==== Raw records ====

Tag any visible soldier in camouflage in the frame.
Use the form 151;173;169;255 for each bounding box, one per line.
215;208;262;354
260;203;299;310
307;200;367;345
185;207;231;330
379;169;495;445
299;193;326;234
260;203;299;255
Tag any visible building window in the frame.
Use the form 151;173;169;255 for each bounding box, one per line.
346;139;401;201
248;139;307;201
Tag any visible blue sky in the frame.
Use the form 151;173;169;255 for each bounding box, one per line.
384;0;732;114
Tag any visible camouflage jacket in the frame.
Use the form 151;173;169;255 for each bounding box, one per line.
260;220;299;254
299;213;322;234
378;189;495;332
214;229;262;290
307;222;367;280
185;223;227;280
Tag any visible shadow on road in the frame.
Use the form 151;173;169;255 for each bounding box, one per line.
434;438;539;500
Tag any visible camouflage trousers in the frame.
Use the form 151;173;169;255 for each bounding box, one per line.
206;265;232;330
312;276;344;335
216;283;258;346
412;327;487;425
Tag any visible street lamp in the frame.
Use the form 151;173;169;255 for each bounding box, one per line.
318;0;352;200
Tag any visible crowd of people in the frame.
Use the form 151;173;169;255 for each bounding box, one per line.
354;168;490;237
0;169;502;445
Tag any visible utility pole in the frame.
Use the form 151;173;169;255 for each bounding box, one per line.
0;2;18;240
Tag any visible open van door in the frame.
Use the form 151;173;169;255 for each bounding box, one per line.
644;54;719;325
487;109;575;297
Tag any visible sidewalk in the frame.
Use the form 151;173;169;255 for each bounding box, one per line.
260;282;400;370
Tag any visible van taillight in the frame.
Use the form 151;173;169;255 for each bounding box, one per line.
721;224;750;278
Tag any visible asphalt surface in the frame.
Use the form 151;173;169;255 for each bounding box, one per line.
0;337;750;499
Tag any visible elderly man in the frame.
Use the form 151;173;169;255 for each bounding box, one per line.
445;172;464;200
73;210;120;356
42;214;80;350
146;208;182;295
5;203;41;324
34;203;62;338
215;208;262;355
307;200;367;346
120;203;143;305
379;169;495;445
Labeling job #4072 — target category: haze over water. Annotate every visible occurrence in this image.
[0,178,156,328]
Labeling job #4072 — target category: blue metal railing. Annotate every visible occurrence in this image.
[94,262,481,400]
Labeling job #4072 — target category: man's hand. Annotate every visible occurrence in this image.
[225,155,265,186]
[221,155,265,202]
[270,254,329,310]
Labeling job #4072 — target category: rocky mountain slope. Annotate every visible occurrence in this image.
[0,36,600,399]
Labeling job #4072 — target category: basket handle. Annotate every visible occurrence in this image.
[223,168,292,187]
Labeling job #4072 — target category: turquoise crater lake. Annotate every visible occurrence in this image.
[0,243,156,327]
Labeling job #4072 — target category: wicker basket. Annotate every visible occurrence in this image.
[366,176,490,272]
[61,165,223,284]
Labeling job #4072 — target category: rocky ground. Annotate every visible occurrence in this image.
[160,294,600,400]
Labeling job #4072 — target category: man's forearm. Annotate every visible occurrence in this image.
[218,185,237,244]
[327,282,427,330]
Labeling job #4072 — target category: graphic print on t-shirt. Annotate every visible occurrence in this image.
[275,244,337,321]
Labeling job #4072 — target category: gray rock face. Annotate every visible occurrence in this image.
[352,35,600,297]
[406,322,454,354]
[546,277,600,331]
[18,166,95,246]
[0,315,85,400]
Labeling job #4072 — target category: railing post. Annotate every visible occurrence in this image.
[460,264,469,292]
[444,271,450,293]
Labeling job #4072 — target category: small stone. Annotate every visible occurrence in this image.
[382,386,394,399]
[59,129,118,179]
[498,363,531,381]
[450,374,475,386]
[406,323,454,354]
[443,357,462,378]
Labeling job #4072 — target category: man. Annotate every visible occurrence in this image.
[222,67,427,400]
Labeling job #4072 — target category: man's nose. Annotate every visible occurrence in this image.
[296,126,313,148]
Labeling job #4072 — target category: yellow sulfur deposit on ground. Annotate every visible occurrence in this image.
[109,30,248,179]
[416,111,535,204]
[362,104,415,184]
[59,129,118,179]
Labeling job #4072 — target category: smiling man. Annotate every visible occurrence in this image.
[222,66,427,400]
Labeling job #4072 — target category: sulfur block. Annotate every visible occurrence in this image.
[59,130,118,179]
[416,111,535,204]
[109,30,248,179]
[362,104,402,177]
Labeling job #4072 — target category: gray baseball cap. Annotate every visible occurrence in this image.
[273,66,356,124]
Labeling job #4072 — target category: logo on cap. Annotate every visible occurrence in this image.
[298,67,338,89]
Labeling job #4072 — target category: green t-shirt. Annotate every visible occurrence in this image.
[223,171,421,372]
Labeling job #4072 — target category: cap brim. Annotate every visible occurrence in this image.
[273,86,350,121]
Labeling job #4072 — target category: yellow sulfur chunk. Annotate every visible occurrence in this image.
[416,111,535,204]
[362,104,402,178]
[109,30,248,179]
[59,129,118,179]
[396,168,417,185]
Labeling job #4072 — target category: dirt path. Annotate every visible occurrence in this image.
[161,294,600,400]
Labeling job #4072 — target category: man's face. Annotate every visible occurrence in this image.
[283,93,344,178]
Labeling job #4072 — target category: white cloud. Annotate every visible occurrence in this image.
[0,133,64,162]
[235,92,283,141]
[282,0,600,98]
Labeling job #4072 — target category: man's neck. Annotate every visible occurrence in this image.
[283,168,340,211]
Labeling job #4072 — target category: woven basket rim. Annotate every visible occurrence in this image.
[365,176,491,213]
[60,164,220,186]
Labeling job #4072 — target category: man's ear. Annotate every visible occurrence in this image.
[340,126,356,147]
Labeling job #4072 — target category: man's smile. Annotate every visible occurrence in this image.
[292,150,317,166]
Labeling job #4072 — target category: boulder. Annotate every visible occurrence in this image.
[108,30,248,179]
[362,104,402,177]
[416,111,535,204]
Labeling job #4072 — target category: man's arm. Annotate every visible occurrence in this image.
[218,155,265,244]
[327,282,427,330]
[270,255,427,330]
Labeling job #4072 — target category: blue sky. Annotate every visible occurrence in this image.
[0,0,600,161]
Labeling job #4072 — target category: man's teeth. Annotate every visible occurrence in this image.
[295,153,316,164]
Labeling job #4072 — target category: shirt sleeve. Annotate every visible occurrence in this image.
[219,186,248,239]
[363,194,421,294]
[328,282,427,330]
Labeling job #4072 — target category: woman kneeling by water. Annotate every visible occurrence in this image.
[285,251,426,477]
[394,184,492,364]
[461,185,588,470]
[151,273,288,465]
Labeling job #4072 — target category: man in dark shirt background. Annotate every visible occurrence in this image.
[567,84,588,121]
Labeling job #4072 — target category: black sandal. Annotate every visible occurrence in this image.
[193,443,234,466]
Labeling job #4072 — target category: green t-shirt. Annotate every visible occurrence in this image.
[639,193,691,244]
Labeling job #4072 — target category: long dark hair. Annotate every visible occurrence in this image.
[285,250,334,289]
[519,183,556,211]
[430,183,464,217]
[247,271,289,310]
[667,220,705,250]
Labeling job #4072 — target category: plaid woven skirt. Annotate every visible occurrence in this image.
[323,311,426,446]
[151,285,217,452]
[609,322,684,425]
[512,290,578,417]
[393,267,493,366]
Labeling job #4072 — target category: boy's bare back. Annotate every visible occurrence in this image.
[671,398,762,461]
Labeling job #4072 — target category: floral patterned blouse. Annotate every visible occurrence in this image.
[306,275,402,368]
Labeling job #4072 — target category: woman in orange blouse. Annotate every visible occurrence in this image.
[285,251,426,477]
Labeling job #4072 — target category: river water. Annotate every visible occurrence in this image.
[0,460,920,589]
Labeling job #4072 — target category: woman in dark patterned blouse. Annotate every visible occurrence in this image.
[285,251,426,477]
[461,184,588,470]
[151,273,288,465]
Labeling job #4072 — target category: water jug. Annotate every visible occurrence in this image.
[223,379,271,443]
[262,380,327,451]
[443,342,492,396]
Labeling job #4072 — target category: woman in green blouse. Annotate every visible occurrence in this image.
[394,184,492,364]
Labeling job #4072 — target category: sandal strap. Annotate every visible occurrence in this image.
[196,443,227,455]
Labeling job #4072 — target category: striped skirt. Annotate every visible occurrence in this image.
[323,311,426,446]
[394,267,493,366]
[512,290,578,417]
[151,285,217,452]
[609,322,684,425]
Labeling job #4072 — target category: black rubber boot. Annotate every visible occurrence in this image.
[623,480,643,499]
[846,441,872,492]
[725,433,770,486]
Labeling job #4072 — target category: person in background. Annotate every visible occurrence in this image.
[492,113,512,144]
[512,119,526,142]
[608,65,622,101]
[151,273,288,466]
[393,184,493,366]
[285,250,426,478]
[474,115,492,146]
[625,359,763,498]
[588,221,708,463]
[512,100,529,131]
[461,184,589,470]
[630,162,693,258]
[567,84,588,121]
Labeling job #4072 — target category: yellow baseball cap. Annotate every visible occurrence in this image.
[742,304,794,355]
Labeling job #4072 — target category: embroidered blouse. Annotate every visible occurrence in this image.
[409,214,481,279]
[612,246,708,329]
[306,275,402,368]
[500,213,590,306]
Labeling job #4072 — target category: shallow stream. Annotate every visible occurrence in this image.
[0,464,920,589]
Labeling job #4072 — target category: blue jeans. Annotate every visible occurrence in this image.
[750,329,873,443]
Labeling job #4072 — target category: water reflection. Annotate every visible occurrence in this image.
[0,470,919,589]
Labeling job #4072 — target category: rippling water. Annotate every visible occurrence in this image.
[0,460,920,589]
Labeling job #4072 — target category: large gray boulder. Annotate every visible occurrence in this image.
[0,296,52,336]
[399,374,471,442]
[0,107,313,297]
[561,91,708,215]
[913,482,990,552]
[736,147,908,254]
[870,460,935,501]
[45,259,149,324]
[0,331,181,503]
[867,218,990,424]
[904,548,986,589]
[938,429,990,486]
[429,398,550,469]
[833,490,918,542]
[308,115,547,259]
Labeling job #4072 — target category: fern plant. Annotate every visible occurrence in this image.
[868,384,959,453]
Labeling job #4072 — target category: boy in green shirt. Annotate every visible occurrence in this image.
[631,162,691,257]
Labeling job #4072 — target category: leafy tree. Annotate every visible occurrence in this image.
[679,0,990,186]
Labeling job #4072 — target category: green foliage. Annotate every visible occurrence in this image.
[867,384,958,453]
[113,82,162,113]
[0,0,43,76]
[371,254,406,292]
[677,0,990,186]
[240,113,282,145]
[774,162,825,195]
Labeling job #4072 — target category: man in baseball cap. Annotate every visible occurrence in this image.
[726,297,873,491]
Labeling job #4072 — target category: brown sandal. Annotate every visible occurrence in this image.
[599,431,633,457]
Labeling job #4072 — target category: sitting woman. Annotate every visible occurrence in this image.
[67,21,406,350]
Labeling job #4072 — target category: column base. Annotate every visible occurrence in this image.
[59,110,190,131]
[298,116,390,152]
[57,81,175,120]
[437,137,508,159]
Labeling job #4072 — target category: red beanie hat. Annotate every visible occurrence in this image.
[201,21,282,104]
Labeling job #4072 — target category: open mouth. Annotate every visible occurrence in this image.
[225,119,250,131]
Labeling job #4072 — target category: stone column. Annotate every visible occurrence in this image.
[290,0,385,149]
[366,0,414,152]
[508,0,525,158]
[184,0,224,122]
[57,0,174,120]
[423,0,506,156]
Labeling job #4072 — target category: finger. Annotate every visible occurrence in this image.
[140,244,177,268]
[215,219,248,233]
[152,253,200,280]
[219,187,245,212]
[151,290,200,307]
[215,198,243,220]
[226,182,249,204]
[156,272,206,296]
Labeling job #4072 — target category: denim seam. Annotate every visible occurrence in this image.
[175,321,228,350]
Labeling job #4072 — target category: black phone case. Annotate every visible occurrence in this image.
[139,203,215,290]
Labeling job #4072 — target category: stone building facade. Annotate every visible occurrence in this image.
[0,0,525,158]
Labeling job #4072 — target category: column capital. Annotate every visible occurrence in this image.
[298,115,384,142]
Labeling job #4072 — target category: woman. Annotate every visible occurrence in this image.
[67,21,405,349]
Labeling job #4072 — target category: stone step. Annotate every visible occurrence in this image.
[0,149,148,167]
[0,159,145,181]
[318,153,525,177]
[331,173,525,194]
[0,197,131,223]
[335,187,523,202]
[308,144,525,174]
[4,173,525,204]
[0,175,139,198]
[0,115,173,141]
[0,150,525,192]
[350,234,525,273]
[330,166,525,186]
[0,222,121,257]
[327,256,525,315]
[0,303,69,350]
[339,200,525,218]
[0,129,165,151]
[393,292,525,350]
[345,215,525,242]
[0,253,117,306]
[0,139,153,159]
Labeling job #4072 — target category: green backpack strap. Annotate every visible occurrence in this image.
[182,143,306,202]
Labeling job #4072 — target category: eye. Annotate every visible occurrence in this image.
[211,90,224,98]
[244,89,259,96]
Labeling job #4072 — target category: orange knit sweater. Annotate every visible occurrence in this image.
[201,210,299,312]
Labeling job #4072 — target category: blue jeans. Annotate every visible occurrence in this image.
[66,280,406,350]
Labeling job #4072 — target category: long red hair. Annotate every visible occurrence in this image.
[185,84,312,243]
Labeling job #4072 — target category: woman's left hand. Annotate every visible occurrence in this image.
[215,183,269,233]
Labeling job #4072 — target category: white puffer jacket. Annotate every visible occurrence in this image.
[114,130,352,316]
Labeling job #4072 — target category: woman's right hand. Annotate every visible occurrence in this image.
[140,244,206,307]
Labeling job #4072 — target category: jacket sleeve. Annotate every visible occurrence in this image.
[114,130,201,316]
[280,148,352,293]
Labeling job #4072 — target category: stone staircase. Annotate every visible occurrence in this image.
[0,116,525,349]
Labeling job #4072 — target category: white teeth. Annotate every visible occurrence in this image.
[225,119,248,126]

====

§ What is asked
Rewrite the data from its first line through the line containing "248;139;307;201", inclusive, with every "frame" changed to "image" and nothing else altered.

§ Task answer
Tag any visible soldier in camouflage in the image.
Use the form 151;173;169;255 for each bounding box, one per line.
215;208;262;354
260;203;299;310
307;200;367;345
185;207;231;330
379;169;495;445
299;193;326;234
260;203;299;255
Tag any visible building window in the image.
Use the form 151;173;169;255 for each bounding box, one per line.
346;139;401;201
248;139;307;201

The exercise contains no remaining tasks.